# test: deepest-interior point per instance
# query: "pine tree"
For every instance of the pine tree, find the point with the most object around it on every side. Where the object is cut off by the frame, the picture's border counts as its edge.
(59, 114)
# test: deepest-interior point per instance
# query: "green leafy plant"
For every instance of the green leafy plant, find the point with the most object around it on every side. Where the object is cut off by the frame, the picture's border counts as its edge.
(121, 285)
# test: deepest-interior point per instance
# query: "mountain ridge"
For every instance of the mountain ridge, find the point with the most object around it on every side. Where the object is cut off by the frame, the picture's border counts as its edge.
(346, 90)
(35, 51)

What you should do:
Give all the records again with each "instance" swapped for "occurrence", and leave everything else untouched.

Right answer:
# test: deepest-interior point per occurrence
# query: "pine tree"
For every occurrence of the pine tree, find the point with the most object around it on every side. Where the object is cut off by the frame, the picture's border counts as its edge.
(59, 114)
# test: deepest-interior point per occurrence
# query: "green leafy plant"
For every occurrence of the green leafy plant, find the point with the most object around it on every side. Where the object is cut off by the frame, the picture's border counts as its edge.
(121, 285)
# test: deepest-interior point per occurrence
# query: "mountain ridge"
For every occurrence of the mountain ridge, find the point with the most object around it on every side. Where the object is cut off by the frame, the picture's border counts as its edge.
(346, 90)
(35, 51)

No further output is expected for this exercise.